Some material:
____

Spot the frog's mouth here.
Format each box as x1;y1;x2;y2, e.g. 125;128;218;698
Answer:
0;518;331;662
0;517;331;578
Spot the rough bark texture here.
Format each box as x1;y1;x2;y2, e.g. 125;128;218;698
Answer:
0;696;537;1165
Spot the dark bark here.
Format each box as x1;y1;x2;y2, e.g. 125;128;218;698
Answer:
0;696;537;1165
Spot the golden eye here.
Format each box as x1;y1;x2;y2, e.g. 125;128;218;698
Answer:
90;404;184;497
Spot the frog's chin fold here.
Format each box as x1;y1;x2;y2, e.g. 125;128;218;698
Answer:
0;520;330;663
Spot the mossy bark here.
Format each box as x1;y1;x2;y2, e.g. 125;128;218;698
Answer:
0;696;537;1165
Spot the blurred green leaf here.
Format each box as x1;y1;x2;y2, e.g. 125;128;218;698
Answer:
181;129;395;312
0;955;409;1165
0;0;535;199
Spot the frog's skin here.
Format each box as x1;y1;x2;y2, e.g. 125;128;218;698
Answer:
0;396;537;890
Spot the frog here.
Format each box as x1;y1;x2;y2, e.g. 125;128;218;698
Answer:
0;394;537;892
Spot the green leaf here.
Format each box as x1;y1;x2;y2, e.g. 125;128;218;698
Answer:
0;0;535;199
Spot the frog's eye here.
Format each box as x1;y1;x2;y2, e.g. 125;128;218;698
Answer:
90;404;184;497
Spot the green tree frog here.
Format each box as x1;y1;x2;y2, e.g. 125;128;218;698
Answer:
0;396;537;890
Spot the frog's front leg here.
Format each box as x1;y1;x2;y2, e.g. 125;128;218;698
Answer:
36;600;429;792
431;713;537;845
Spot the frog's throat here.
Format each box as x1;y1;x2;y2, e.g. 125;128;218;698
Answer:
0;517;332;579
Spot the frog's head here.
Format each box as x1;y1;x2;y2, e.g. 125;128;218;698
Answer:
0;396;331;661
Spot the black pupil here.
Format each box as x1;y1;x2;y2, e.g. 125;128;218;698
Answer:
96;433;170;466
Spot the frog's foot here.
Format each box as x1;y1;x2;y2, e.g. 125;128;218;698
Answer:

____

What the task asks: Reproduce all of the material above verbatim, line for line.

Full answer:
Spot the frog's mouth here.
Format each box as x1;y1;x2;y2, e.g. 125;128;218;698
Answer:
0;518;331;662
0;517;331;578
Spot the rough bark texture here.
Format each box as x1;y1;x2;y2, e.g. 125;128;218;698
Answer:
0;696;537;1165
Spot the dark bark here.
Format each box as x1;y1;x2;y2, e.g. 125;128;218;698
Answer:
0;696;537;1165
Spot the golden eye here.
Format each box as x1;y1;x2;y2, e.g. 125;128;218;698
Answer:
90;404;184;497
Spot the frog's chin fold here.
Format each box as x1;y1;x2;y2, e.g. 125;128;218;698
Answer:
0;520;330;663
Spot the mossy bark here.
Format each box as x1;y1;x2;y2, e.g. 125;128;218;698
Answer:
0;696;537;1165
Spot the blurred green leaf here.
Format each box as x1;y1;x2;y2, e.g. 125;128;218;698
Answer:
181;129;395;312
0;955;409;1165
0;0;535;199
Spot the frog's skin here.
Format each box as x1;y1;x2;y2, e.g. 125;128;218;698
Answer:
0;396;537;890
Spot the frog here.
Format each box as x1;y1;x2;y2, e.g. 125;128;218;698
Answer:
0;394;537;892
Spot the green leaf here.
Format each box as x1;y1;x2;y2, e.g. 125;128;218;698
Answer:
0;0;535;199
Spot the frog's eye here.
Format each box as x1;y1;x2;y2, e.g. 125;128;218;698
Answer:
90;404;184;497
Spot the green tree frog here.
Format each box as x1;y1;x2;y2, e.g. 125;128;218;698
Answer:
0;396;537;890
Spot the frog's front leg here.
Format each box as x1;y1;x2;y2, e.g. 125;128;218;698
Answer:
36;600;429;792
431;713;537;845
Spot the frog's throat here.
Format each box as x1;y1;x2;y2, e.g. 125;128;218;698
Answer:
0;517;332;579
Spot the frog's head here.
Format each box as x1;y1;x2;y2, e.g. 125;128;218;698
Answer:
0;396;331;661
Spot the black pupil here.
Format each box as x1;y1;x2;y2, e.g. 125;128;218;698
Answer:
96;433;170;466
Spot the frog's foot here.
Format each box as x1;y1;x2;y2, e.g. 125;128;218;698
Answer:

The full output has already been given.